ACTIVITY — The answer is the data below, repeated exactly, with no pictures included.

(Image point grounding data)
--------------------------------
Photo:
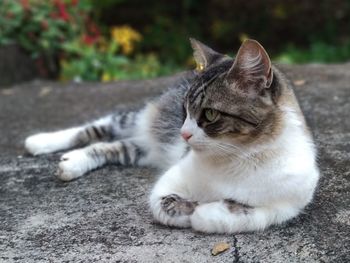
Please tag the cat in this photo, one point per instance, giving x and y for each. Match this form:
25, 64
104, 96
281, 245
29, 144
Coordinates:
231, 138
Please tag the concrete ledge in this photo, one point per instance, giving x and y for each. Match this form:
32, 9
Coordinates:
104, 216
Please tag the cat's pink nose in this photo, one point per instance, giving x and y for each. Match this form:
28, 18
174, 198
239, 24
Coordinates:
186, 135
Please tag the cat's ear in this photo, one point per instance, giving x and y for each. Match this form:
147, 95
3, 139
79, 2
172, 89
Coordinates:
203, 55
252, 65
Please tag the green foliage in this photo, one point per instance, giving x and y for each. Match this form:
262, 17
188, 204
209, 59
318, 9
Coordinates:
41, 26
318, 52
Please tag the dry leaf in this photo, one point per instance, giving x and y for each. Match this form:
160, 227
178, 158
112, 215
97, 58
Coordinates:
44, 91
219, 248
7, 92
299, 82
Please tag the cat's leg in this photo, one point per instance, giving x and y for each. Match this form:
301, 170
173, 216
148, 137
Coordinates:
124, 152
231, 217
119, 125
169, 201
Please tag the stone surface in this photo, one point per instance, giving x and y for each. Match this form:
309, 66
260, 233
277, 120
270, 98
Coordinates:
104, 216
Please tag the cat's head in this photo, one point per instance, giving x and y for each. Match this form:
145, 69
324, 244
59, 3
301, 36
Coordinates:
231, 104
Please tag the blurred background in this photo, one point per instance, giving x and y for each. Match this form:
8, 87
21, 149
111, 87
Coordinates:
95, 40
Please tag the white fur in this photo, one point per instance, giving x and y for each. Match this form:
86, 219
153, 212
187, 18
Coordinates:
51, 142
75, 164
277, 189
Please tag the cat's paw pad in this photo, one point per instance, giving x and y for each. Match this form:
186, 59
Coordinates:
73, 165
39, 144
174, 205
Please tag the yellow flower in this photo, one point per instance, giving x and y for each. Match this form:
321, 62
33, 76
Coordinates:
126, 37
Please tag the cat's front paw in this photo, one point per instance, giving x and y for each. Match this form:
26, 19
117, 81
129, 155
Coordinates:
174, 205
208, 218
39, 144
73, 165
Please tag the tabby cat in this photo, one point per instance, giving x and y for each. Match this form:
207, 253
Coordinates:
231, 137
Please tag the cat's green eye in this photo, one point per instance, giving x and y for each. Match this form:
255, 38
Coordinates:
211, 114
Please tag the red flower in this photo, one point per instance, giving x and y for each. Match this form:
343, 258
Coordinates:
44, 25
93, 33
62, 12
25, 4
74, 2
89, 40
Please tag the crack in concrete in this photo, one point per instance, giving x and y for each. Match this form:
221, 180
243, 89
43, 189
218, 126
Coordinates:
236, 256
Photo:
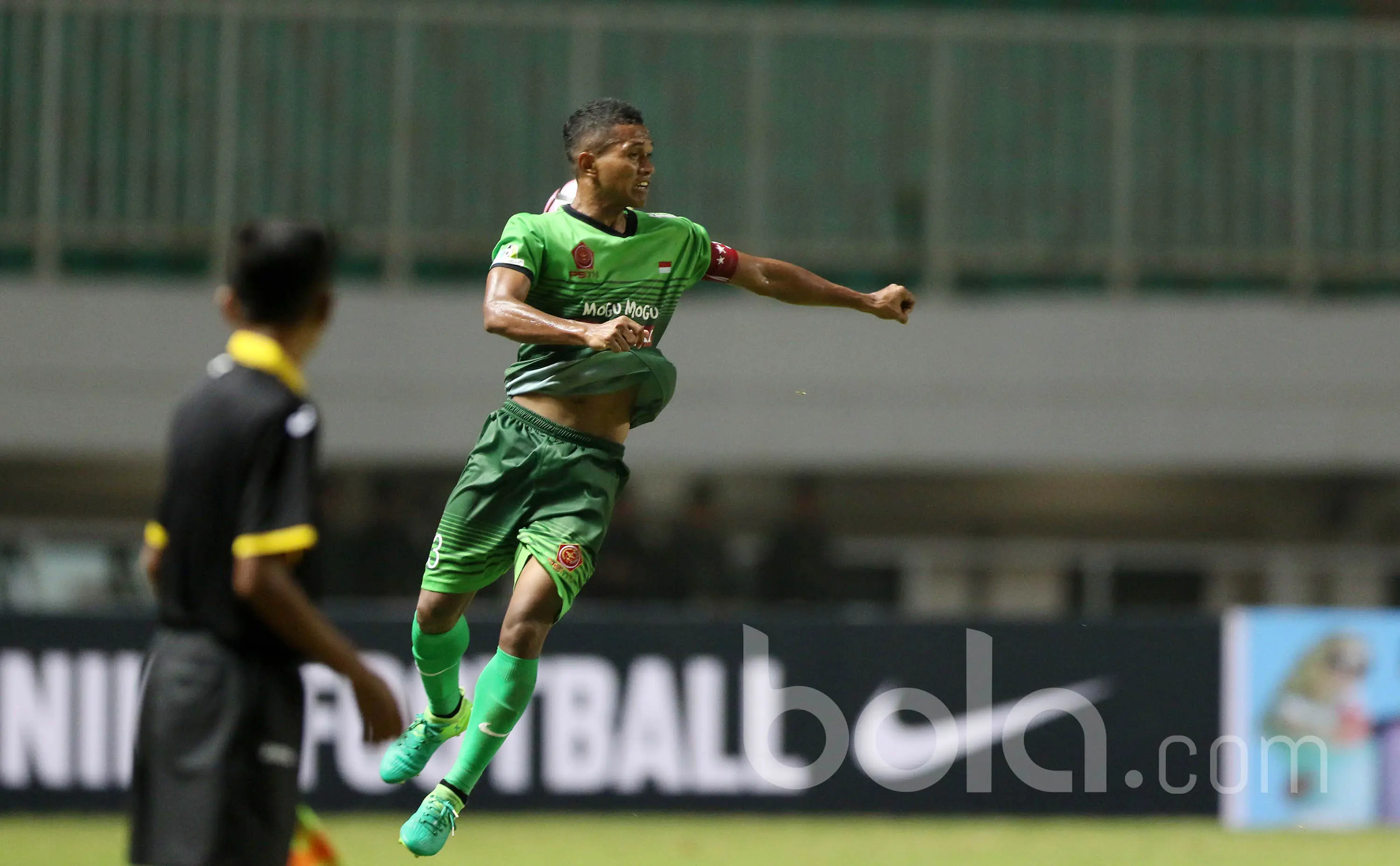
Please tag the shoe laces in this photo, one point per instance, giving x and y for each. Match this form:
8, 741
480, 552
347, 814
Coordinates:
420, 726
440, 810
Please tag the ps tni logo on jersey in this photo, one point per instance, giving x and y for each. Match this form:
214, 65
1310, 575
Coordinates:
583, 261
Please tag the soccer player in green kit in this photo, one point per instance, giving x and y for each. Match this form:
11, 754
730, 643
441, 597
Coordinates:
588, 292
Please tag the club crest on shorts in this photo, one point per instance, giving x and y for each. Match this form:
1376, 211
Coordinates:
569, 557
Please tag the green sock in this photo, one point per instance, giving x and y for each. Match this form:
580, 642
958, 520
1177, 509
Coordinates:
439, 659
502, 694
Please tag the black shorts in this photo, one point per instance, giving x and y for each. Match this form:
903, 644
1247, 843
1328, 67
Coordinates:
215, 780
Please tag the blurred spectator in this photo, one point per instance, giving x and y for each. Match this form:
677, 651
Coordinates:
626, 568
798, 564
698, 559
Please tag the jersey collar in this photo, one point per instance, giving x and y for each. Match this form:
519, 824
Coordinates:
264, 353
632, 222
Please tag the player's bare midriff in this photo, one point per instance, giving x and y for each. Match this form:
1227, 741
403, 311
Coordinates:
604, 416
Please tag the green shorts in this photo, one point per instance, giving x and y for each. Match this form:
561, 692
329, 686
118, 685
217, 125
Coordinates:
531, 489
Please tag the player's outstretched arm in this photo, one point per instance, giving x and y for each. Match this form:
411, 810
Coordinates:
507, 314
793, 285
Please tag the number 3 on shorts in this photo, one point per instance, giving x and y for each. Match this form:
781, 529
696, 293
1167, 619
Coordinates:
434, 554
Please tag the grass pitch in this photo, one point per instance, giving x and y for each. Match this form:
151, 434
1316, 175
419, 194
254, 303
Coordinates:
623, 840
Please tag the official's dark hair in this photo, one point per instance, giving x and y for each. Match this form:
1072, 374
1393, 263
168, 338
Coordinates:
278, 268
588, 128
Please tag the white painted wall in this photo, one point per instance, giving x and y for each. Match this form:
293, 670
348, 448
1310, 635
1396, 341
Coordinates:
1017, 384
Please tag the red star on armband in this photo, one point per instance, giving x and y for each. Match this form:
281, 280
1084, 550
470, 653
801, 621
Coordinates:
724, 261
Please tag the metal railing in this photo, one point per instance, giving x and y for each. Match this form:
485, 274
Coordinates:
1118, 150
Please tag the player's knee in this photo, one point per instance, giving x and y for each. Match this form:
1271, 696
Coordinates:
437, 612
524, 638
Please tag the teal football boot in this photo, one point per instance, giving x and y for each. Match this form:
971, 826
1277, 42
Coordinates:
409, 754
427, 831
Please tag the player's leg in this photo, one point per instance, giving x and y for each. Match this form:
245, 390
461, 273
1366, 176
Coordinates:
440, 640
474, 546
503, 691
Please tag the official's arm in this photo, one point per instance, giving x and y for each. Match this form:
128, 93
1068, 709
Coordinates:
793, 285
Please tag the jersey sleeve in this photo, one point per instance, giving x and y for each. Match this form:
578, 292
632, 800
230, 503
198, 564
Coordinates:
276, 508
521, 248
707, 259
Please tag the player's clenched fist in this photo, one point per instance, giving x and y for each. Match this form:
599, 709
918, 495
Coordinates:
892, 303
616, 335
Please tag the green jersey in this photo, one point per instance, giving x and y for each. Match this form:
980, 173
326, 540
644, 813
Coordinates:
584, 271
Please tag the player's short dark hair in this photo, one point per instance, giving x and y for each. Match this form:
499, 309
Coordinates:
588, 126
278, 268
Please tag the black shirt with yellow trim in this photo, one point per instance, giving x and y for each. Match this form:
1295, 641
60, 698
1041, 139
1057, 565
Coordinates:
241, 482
--------------------------------
OUTPUT FOR THIS TASK —
Photo:
Please tag the cat in this photo, one point per instance, giving x and y for each. Match this form:
25, 64
104, 96
281, 245
29, 144
Coordinates:
231, 138
Please tag the concrete ledge in this photo, one point per instance, giving x and y for each. Match this form:
32, 9
Coordinates:
104, 216
Please tag the cat's pink nose in this photo, one point per instance, giving x and y for each. Match this form:
28, 18
174, 198
239, 24
Coordinates:
186, 135
Please tag the cat's ear in this photo, one point per instance, giving x and y for each. Match this form:
147, 95
3, 139
79, 2
172, 89
Coordinates:
203, 55
252, 65
Please tag the green foliage in this photo, one point per instance, giving x and y for each. Match this form:
262, 17
188, 204
209, 59
318, 9
Coordinates:
41, 26
318, 52
Please tag the dry leaf in this photo, one point per instance, giving x and y for each. Match this form:
160, 227
178, 158
112, 215
97, 58
Coordinates:
44, 91
219, 248
7, 92
299, 82
Please tag the cat's leg in this photo, one point per instance, giving x and y for each. Match this form:
301, 170
173, 216
148, 137
Coordinates:
124, 152
231, 217
119, 125
169, 201
Please tag the stone surface in this photo, one point per instance, giving x and y for each. Match this form:
309, 66
260, 233
277, 120
270, 98
Coordinates:
104, 216
Please tag the cat's head in this photo, one point per instance, giving x and y for each. Match this form:
145, 69
324, 244
59, 3
301, 36
Coordinates:
231, 104
Please tag the blurred background in this photo, one point per instance, giving x and y for each. Match this form:
8, 87
21, 149
111, 87
Coordinates:
95, 40
Please tag the white fur in this photo, one point per instance, giving x and y for each. Match this form:
86, 219
153, 212
187, 18
Coordinates:
51, 142
75, 164
277, 189
Please tag the cat's paw pad in this photo, one point per instance, giving x and y for each. Match this form:
186, 59
Coordinates:
73, 165
39, 144
174, 205
Please tag the yellow flower in this photo, one point per instance, giving x and y for each. Match this form:
321, 62
33, 76
Coordinates:
126, 37
Please tag the cat's front paw in this photo, one point per instance, giving x and y for each. Match this form:
26, 19
117, 81
129, 155
Coordinates:
174, 205
208, 218
39, 144
73, 165
Please tag the tabby cat in this photo, one point per instance, giving x and y for each. Match this form:
207, 253
Coordinates:
231, 137
Please tag the cat's green eye in this photo, one point per instance, giving x and y for each. Match this form:
255, 38
Coordinates:
211, 114
Please tag the red flower in this photo, one point per instance, giving x and y for each. Match this form:
343, 258
Coordinates:
44, 25
93, 33
62, 12
25, 4
74, 2
89, 40
Please tag the crack in concrete in this photo, one point per instance, giving x and y for each. Match this form:
221, 180
243, 89
43, 189
218, 126
Coordinates:
236, 256
Photo:
Please tag the shoe laces in this photo, one point per instance, giving x and y for each. Match this form:
8, 741
480, 552
347, 814
Coordinates:
420, 726
440, 810
Please tag the ps tni logo on jersey in this photo, one point per instance, giving x and y for each. Match this form:
214, 65
1310, 575
Coordinates:
583, 261
Please tag the soccer player in green kit in this photo, one point per instance, giving x and y for each. Match this form:
11, 754
730, 643
441, 597
Coordinates:
588, 292
Please tag the club crest on shorts in this photo, one point per instance, giving x and y for each. Match this form:
1376, 211
Coordinates:
569, 557
Please tag the green sock in this photo, one point per instance, giving x and y for each. Match this form:
580, 642
958, 520
1177, 509
Coordinates:
439, 659
502, 694
Please tag the black shorts in this photo, one point per instance, giving x and y for each. Match this form:
903, 644
1247, 843
1328, 67
Coordinates:
215, 780
Please tag the blurred spectator in this photo, one point per instance, giving x and y for each. Match this form:
677, 651
Coordinates:
626, 568
798, 564
698, 559
Please tag the jersey collar in this photo, one point per instance, giving x and y for each. Match this form:
519, 824
Coordinates:
264, 353
632, 222
Please tag the player's bare midriff in this photo, one point per instance, giving x and y for each. Match this form:
1227, 741
403, 311
Coordinates:
604, 416
Please tag the green shorts in this photo, one point per instance, giving x and y for each. Match this form:
561, 692
329, 686
118, 685
217, 125
Coordinates:
531, 489
Please tag the player's outstretched arm in this photo, one point per instance, giving x and y for each. Match this form:
411, 810
Coordinates:
507, 314
793, 285
Please tag the number 3 on shorts in this photo, one point per instance, giving x and y for each. Match this form:
781, 529
696, 293
1167, 619
Coordinates:
434, 554
Please tag the grass pitch in this photo, one point per instance, giving x and y for each. Match this form:
151, 434
1316, 175
419, 194
254, 303
Coordinates:
623, 840
Please tag the official's dark hair in this photo, one point per instance, giving x and y for each. Match this form:
1072, 374
1393, 263
168, 338
Coordinates:
278, 268
588, 128
Please tag the white painted wall in this photo, one point per instance, giving x and y for each. Match this form:
293, 670
348, 448
1310, 635
1396, 341
Coordinates:
1017, 384
Please tag the red star on armband in this photo, one point per instance, giving x and y for each. Match this form:
281, 280
1084, 550
470, 653
801, 621
Coordinates:
724, 261
Please tag the metal railing in this photo, one point per instance, giving x and y for each. Match this form:
485, 274
Coordinates:
1118, 150
Please tag the player's knee in this photo, one point per instance, giving x and y for each. Match this form:
1271, 696
Coordinates:
437, 612
524, 638
Please tag the teal football boot in this photo, one point per instance, giving x and y for each. Match this form:
971, 826
1277, 42
Coordinates:
409, 754
427, 831
Please tag the player's leg in this photo, one point per instance, giving x and y for each. Match this form:
245, 390
461, 273
1366, 176
Coordinates:
440, 640
474, 546
503, 691
Please tag the official's arm in this photo, one point per instance, giving x and y for each. Match this form:
128, 93
1068, 709
Coordinates:
793, 285
Please tag the jersey sleeve in this photo, one point per instance, giving x and y for each. Match this form:
578, 292
632, 800
230, 503
198, 564
Coordinates:
276, 508
521, 248
707, 259
Please tag the player's clenched fist in this photo, one point per instance, giving x and y for each. Match this form:
599, 709
918, 495
Coordinates:
892, 303
616, 335
Please tag the green jersey in this photo, one point per instance, giving x and y for each. Match this form:
980, 173
326, 540
644, 813
Coordinates:
584, 271
Please tag the player's short dark hair in this photo, one point per instance, giving x and y for each. Match this form:
499, 309
Coordinates:
588, 126
278, 268
Please tag the black shirt with yellow trim in this photo, one point per instance, giving x and y for each. Match this form:
1295, 641
60, 698
1041, 139
1057, 565
Coordinates:
241, 482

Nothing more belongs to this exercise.